- PROBLEM A: From the listing further down, return word for word the lines that begin at the one containing "Test yourself! Look at the image and find the arched" and end after the one containing "[0,29,1024,499]".

The parties’ widely divergent views on the property’s highest use and value squarely confronted the Court of Claims with the issue of whether or not the property should be valued as restricted by the Tidal Wetlands Act. The court accepted the State’s appraisal of $7,400 as accurately representing the market value of the property as restricted by the Tidal Wetlands Act. Concluding that the effect of the act was, therefore, to destroy all but a bare residue of the land’s former value, the court declared it would value the property, for purposes of an award, as. if the act did not apply. It did not, however, accept claimant’s unrestricted appraisal of $87,000. Rather, it rejected some of claimant’s comparable sales, made different adjustments as to the remainder, found a total market value of $53,781, and awarded judgment to the claimant for that sum, with interest.

On appeal, the State argues that the Court of Claims erred in valuing the subject property as if the Tidal Wetlands Act did not exist. It contends that the effect of the act upon the property cannot be meaningfully assessed until the claimant has followed the permit procedure set forth in the Tidal Wetlands Act — i.e., apply for a permit for some intended use, and upon denial, establish by evidentiary proof that the property cannot produce a reasonable economic return under any permissible use. The State further contends that in the absence of such permit application and proof of confiscation, the property should have been valued as tidal wetlands subject to the restrictions of the Tidal Wetlands Act. The State also challenges the court’s valuation on the ground the comparable sales relied upon were not, in fact, comparable. Rather, they consisted of much larger acreage and were allegedly dry, contained no marshland and were not subject to a drainage easement or tidal flow.

- PROBLEM B: Continue the passage above on valuing the claimant's property under the Tidal Wetlands Act, starting right after its last sentence.

- ENTRIES PROVIDED:
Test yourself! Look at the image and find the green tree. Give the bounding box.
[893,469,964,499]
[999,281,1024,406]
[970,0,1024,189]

==

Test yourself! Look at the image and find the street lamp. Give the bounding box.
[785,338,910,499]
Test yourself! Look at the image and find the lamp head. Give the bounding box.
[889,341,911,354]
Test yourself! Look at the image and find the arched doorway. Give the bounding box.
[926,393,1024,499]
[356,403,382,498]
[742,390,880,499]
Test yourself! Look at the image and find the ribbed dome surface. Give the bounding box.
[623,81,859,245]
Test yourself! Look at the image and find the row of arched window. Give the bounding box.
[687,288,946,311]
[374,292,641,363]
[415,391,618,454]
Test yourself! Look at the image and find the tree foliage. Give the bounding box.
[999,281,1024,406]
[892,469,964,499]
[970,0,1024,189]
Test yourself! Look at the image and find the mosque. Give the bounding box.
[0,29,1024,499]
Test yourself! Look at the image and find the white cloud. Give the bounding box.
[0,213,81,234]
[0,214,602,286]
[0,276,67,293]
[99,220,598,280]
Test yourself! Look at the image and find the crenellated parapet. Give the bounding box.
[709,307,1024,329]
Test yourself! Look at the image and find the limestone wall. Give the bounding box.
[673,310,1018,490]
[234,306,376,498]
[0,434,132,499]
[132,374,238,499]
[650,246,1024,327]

- RIGHT ANSWER A:
Test yourself! Look at the image and find the arched doorway. Give the bounding box.
[926,393,1024,499]
[356,403,382,498]
[742,390,880,499]
Test yourself! Look at the image and find the ribbed dome surface. Give the bounding box.
[623,81,859,245]
Test yourself! Look at the image and find the row of arched window. Give the bounding box.
[687,288,946,311]
[374,292,641,363]
[415,391,618,454]
Test yourself! Look at the image and find the tree foliage. Give the bounding box.
[999,281,1024,406]
[892,469,964,499]
[970,0,1024,189]
Test yourself! Look at the image and find the mosque. Give the bounding box.
[0,29,1024,499]

- RIGHT ANSWER B:
Claimant contends that the State’s argument elevates form over substance. Since the State had unilaterally decided to take title to the property, a permit application by claimant at that time would have been an utterly futile act. Further, the State’s own appraiser believed that the highest and best use of the property was recreational, while claimant’s appraiser believed that residential development was both physically and economically feasible. Hence, it is claimant’s view that the Tidal Wetlands Act rendered the land economically useless and is therefore confiscatory. On the issue of comparable sales parcels, claimant urges that the sales relied upon by the court were far more comparable to the subject property than the State’s sales and that any differences were Appropriately adjusted for by the court.

We agree with the State that the Court of Claims erred in valuing the subject property as if the Tidal Wetlands Act had been successfully directly attacked prior to the date of taking, though not for the reasons stated. In our view, the error lies in the court’s failure to value the property as restricted by said act, with an increment for the reasonable probability of a successful judicial challenge to the act’s application as confiscatory. We, therefore, reverse the judgment appealed from and remit the matter to the Court of Claims for a hearing and determination on the issue of the amount of the increment to be awarded claimant.

The Tidal Wetlands Act, enacted in 1973, was designed to “preserve and protect tidal wetlands, and to prevent their despoliation and destruction, giving due consideration to the reasonable economic and social development of the state” (ECL 25-0102). Tidal wetlands were found by the Legislature to constitute “one of the most vital and productive areas of our natural world” and their “protection and preservation” was held to be “essential” (L 1973, ch 790, § 1). Properties designated by the Commissioner of Environmental Conservation as tidal wetlands of the State (ECL 25-0201), just as those designated freshwater wetlands (ECL 24-0301 etseq.), are subject to “rigorous regulation” (cf. Spears v Berle, 48 NY2d 254, 260). Any form of dredging or filling, or the erection of any structures within or immediately adjacent to inventoried wetlands which may substantially impair or alter the natural condition of a tidal wetland area is prohibited without a permit (ECL 25-0401, subds 1,2), and to get a permit, an applicant must demonstrate that the proposed activity will be “in complete accord with the policy and provisions” of the act (ECL 25-0402, subd 1).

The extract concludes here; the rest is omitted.